Objective:
How many of the lines below contain the word "bicycle"? Case matters; reply with the number alone.

Provided entries:
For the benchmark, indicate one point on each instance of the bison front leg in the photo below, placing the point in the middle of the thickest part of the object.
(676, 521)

* * *

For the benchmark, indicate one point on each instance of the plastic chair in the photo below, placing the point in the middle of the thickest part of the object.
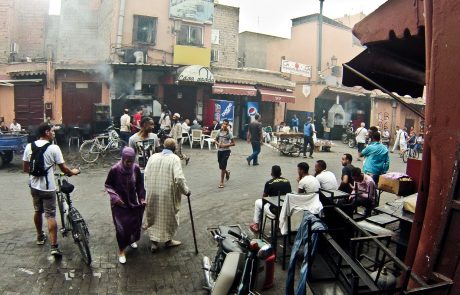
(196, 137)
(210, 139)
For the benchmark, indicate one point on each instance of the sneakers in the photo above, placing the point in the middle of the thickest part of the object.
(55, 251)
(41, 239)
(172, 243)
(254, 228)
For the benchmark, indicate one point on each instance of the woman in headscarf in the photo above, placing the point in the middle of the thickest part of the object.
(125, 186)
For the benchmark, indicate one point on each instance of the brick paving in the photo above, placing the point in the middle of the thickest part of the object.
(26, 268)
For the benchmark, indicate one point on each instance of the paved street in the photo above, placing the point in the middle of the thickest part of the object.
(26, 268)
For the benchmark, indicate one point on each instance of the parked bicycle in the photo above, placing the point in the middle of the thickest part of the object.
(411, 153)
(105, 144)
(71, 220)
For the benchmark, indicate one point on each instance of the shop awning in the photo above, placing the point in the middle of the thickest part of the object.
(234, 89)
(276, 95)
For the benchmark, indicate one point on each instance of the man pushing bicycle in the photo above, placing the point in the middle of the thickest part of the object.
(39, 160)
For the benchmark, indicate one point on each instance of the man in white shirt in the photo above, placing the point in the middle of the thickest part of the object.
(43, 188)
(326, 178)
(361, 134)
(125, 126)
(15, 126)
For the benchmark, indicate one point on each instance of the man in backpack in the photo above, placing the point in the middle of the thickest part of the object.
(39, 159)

==

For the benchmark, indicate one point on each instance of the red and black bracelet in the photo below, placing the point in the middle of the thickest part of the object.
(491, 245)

Response for this exercise:
2